> [Exercise aim]: Nothing in the records below should be altered when they are retyped.

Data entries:
────────────────

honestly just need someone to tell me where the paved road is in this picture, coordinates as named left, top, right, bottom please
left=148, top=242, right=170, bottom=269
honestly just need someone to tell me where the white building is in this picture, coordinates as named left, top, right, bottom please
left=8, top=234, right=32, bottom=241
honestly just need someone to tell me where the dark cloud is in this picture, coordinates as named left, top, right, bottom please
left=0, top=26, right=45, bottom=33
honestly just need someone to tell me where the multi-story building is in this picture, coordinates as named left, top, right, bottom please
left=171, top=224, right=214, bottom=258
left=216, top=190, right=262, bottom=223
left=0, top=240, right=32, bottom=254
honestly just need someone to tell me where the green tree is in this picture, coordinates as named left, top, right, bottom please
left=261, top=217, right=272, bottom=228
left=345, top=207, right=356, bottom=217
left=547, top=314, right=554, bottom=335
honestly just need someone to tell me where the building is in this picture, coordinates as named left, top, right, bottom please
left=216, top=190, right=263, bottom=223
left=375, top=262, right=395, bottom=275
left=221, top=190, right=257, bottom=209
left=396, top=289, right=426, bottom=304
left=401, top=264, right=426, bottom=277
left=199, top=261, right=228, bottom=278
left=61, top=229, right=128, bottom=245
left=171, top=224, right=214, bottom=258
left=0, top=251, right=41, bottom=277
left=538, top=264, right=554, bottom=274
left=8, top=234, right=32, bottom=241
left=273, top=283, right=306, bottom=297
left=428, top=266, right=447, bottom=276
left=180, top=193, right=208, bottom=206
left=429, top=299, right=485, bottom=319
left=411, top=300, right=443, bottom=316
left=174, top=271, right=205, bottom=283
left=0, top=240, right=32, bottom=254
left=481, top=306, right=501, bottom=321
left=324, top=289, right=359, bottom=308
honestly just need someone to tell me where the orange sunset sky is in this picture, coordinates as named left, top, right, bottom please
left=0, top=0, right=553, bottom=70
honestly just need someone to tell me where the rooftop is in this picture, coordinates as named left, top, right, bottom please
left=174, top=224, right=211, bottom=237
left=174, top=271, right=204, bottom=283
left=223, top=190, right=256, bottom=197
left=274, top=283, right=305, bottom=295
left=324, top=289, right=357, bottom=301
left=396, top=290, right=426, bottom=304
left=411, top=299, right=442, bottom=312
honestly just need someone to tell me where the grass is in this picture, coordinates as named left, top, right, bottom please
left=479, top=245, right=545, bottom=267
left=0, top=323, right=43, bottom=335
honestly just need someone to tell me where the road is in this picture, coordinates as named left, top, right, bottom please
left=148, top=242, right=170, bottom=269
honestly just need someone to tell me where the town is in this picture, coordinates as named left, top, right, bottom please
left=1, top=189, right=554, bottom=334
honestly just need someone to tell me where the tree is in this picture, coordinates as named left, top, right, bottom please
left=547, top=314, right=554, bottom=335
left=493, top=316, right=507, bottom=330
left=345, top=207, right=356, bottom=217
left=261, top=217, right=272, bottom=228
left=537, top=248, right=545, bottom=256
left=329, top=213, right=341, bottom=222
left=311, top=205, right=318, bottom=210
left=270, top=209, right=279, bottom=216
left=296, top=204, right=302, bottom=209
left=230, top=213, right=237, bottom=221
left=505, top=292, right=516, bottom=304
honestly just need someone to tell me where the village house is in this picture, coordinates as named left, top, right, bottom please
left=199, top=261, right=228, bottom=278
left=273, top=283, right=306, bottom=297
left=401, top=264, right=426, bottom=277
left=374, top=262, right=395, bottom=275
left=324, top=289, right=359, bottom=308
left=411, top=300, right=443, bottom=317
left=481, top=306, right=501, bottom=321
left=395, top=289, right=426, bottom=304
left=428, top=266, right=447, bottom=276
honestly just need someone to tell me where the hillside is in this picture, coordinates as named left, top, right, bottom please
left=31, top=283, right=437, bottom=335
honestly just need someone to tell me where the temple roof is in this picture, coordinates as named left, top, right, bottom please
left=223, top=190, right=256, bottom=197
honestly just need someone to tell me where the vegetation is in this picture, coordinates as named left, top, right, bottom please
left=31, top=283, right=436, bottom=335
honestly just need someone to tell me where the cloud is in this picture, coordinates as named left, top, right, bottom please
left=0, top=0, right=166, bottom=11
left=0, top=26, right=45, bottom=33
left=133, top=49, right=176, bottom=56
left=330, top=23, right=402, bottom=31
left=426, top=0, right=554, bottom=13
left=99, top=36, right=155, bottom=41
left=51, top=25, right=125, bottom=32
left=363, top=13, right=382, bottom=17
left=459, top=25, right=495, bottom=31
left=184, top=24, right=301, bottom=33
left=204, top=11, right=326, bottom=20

────────────────

> [Answer to the exercise]:
honestly just need someone to tell me where the paved road is in this picture, coordinates as named left, top, right, bottom please
left=148, top=242, right=170, bottom=269
honestly just need someone to tell me where the white building is in this picture, coordinates as named left, top, right, bottom please
left=8, top=234, right=32, bottom=241
honestly just need someone to tell me where the dark cloud is in this picture, coordinates as named left, top, right, bottom please
left=0, top=26, right=45, bottom=33
honestly just need someone to tell me where the multi-story building is in this picture, coordinates as named left, top, right, bottom please
left=171, top=224, right=214, bottom=258
left=216, top=190, right=262, bottom=223
left=0, top=240, right=32, bottom=254
honestly just need someone to tell me where the green tree is in this picture, coordinates as named left, top, right, bottom please
left=261, top=217, right=272, bottom=228
left=345, top=207, right=356, bottom=217
left=547, top=314, right=554, bottom=335
honestly just need someone to tell me where the building is in this picture, coordinates as named left, top, right, bottom please
left=216, top=190, right=263, bottom=223
left=375, top=262, right=395, bottom=275
left=221, top=190, right=257, bottom=209
left=396, top=289, right=426, bottom=304
left=401, top=264, right=426, bottom=277
left=199, top=261, right=228, bottom=278
left=61, top=229, right=128, bottom=245
left=171, top=224, right=214, bottom=258
left=0, top=251, right=41, bottom=277
left=538, top=264, right=554, bottom=274
left=8, top=234, right=32, bottom=241
left=273, top=283, right=306, bottom=297
left=428, top=266, right=447, bottom=276
left=180, top=193, right=208, bottom=206
left=429, top=299, right=485, bottom=319
left=411, top=300, right=443, bottom=316
left=174, top=271, right=205, bottom=283
left=0, top=240, right=32, bottom=254
left=481, top=306, right=501, bottom=321
left=324, top=289, right=359, bottom=308
honestly just need someone to tell me where the orange sunset sky is in this picture, coordinates as named left, top, right, bottom please
left=0, top=0, right=553, bottom=70
honestly just need someone to tell me where the rooftop is in this picture, coordinates as named left, top, right, bottom please
left=174, top=224, right=211, bottom=237
left=174, top=271, right=204, bottom=283
left=223, top=190, right=256, bottom=197
left=274, top=283, right=305, bottom=295
left=324, top=289, right=357, bottom=301
left=396, top=290, right=426, bottom=304
left=411, top=299, right=442, bottom=312
honestly just need someone to tell me where the grass is in this picture, coordinates as named left, top, right, bottom please
left=479, top=245, right=545, bottom=267
left=0, top=323, right=43, bottom=335
honestly just need someone to tell me where the road is in this picture, coordinates as named left, top, right, bottom please
left=148, top=242, right=170, bottom=269
honestly just need someone to tell me where the town is in this picture, coordinates as named left, top, right, bottom please
left=1, top=189, right=554, bottom=334
honestly just need someone to tell me where the tree is in this picture, coordinates as named left, top, right, bottom please
left=547, top=314, right=554, bottom=335
left=493, top=316, right=507, bottom=330
left=345, top=207, right=356, bottom=217
left=261, top=217, right=272, bottom=228
left=537, top=248, right=545, bottom=256
left=329, top=213, right=341, bottom=222
left=311, top=205, right=318, bottom=210
left=270, top=209, right=279, bottom=216
left=296, top=204, right=302, bottom=209
left=230, top=213, right=237, bottom=221
left=505, top=292, right=516, bottom=304
honestly just need someone to tell me where the village house is in this picture, coordinates as named left, top, right, bottom please
left=199, top=261, right=228, bottom=278
left=273, top=283, right=306, bottom=297
left=401, top=264, right=426, bottom=277
left=374, top=262, right=395, bottom=275
left=324, top=289, right=359, bottom=308
left=411, top=300, right=443, bottom=317
left=481, top=306, right=501, bottom=321
left=395, top=289, right=426, bottom=304
left=428, top=266, right=447, bottom=276
honestly just need someone to tell me where the hillside is in this picture, coordinates as named left, top, right, bottom please
left=31, top=283, right=437, bottom=335
honestly just need someone to tell me where the temple roof is in this picture, coordinates as named left, top, right, bottom please
left=223, top=190, right=256, bottom=197
honestly just need someone to tell me where the vegetation is in this picture, coordinates as named left, top, right, bottom please
left=31, top=283, right=436, bottom=335
honestly just need someone to tell me where the cloud is in this picture, coordinates as named left, top, right, bottom please
left=0, top=0, right=166, bottom=11
left=0, top=26, right=45, bottom=33
left=133, top=49, right=176, bottom=56
left=330, top=23, right=402, bottom=31
left=426, top=0, right=554, bottom=13
left=99, top=36, right=155, bottom=41
left=51, top=25, right=125, bottom=32
left=363, top=13, right=382, bottom=17
left=459, top=25, right=495, bottom=31
left=184, top=24, right=301, bottom=33
left=204, top=11, right=326, bottom=20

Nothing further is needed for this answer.